(RECORDS PROVIDED)

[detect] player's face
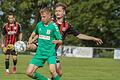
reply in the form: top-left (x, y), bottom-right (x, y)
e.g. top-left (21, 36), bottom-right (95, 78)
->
top-left (41, 12), bottom-right (50, 24)
top-left (55, 6), bottom-right (65, 19)
top-left (8, 15), bottom-right (15, 23)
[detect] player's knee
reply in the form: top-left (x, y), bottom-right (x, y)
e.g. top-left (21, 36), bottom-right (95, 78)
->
top-left (56, 63), bottom-right (63, 77)
top-left (58, 71), bottom-right (63, 77)
top-left (5, 59), bottom-right (9, 62)
top-left (13, 56), bottom-right (17, 60)
top-left (56, 69), bottom-right (63, 77)
top-left (5, 55), bottom-right (10, 59)
top-left (26, 69), bottom-right (33, 77)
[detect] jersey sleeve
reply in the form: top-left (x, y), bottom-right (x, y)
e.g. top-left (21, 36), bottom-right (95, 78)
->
top-left (2, 24), bottom-right (7, 35)
top-left (53, 24), bottom-right (62, 40)
top-left (67, 23), bottom-right (80, 36)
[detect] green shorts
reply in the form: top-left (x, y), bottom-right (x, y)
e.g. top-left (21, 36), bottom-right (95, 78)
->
top-left (30, 54), bottom-right (56, 67)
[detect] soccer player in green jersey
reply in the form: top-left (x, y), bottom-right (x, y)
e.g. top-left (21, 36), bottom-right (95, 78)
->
top-left (27, 3), bottom-right (103, 80)
top-left (26, 8), bottom-right (62, 80)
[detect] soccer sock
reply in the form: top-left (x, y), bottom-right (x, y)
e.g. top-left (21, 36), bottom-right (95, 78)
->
top-left (13, 59), bottom-right (17, 66)
top-left (5, 59), bottom-right (9, 70)
top-left (53, 74), bottom-right (60, 80)
top-left (33, 72), bottom-right (48, 80)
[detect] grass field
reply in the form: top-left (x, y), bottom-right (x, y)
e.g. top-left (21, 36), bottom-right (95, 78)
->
top-left (0, 54), bottom-right (120, 80)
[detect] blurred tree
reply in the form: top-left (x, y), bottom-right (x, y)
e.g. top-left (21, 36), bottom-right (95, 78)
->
top-left (58, 0), bottom-right (120, 47)
top-left (0, 0), bottom-right (120, 47)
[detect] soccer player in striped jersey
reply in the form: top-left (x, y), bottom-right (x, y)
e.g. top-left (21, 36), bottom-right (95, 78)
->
top-left (1, 13), bottom-right (22, 75)
top-left (54, 2), bottom-right (103, 78)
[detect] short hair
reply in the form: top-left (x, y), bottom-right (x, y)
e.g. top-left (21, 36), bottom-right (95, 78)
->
top-left (55, 2), bottom-right (67, 11)
top-left (40, 7), bottom-right (51, 15)
top-left (7, 12), bottom-right (14, 18)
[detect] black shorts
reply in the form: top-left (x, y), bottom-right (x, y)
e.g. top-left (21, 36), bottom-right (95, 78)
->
top-left (56, 56), bottom-right (60, 63)
top-left (5, 50), bottom-right (17, 55)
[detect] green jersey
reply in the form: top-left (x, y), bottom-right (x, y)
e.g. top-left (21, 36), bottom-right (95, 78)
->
top-left (33, 21), bottom-right (62, 56)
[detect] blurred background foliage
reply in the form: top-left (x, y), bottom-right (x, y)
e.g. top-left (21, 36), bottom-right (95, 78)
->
top-left (0, 0), bottom-right (120, 48)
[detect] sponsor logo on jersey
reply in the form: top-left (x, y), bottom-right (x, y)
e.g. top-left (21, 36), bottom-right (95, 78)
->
top-left (39, 35), bottom-right (50, 40)
top-left (8, 31), bottom-right (16, 35)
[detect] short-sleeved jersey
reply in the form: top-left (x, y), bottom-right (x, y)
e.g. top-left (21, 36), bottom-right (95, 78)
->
top-left (2, 22), bottom-right (22, 46)
top-left (54, 20), bottom-right (80, 49)
top-left (33, 21), bottom-right (62, 56)
top-left (55, 21), bottom-right (80, 40)
top-left (2, 22), bottom-right (22, 35)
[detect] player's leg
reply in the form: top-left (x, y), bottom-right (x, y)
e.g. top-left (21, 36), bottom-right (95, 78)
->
top-left (48, 56), bottom-right (60, 80)
top-left (26, 64), bottom-right (39, 78)
top-left (5, 54), bottom-right (10, 75)
top-left (12, 55), bottom-right (17, 74)
top-left (26, 55), bottom-right (49, 80)
top-left (56, 57), bottom-right (63, 77)
top-left (56, 63), bottom-right (63, 77)
top-left (11, 50), bottom-right (17, 74)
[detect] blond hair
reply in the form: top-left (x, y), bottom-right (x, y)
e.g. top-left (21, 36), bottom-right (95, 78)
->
top-left (40, 7), bottom-right (51, 15)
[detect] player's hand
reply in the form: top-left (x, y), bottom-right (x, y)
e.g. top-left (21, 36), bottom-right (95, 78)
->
top-left (1, 44), bottom-right (5, 48)
top-left (52, 40), bottom-right (59, 44)
top-left (27, 41), bottom-right (32, 45)
top-left (93, 38), bottom-right (103, 45)
top-left (52, 40), bottom-right (62, 44)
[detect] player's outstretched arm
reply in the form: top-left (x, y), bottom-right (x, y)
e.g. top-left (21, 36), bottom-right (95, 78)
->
top-left (31, 35), bottom-right (38, 43)
top-left (76, 34), bottom-right (103, 45)
top-left (28, 32), bottom-right (36, 44)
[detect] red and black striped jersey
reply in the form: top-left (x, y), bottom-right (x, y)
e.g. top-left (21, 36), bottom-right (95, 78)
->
top-left (55, 21), bottom-right (80, 40)
top-left (2, 22), bottom-right (22, 46)
top-left (54, 20), bottom-right (80, 49)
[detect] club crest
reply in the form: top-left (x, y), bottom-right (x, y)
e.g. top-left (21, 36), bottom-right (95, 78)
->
top-left (46, 30), bottom-right (51, 34)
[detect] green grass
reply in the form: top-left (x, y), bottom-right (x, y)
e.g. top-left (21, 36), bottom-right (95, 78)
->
top-left (0, 54), bottom-right (120, 80)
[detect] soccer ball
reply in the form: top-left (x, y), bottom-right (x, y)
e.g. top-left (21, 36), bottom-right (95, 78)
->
top-left (14, 41), bottom-right (27, 52)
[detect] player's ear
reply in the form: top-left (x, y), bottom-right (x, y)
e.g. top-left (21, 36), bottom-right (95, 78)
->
top-left (48, 13), bottom-right (51, 18)
top-left (63, 11), bottom-right (66, 15)
top-left (13, 17), bottom-right (15, 21)
top-left (7, 16), bottom-right (9, 20)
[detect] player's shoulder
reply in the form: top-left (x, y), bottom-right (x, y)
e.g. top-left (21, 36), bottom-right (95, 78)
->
top-left (50, 22), bottom-right (59, 30)
top-left (16, 22), bottom-right (22, 27)
top-left (51, 22), bottom-right (59, 29)
top-left (36, 21), bottom-right (43, 26)
top-left (38, 21), bottom-right (43, 24)
top-left (62, 20), bottom-right (73, 29)
top-left (51, 22), bottom-right (57, 27)
top-left (15, 21), bottom-right (19, 24)
top-left (2, 23), bottom-right (8, 28)
top-left (65, 20), bottom-right (72, 26)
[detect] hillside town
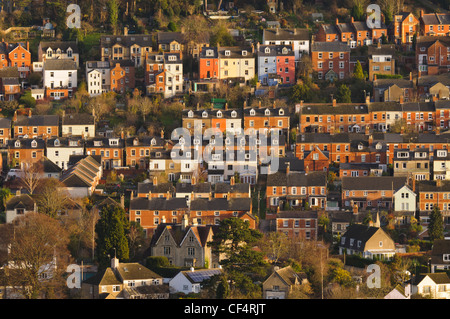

(End RECORDS PROVIDED)

-- TASK --
After reading the entries above, state how many lines hold the word "blurred", with no text besides the number.

-- RESPONSE FOR THIS EXERCISE --
2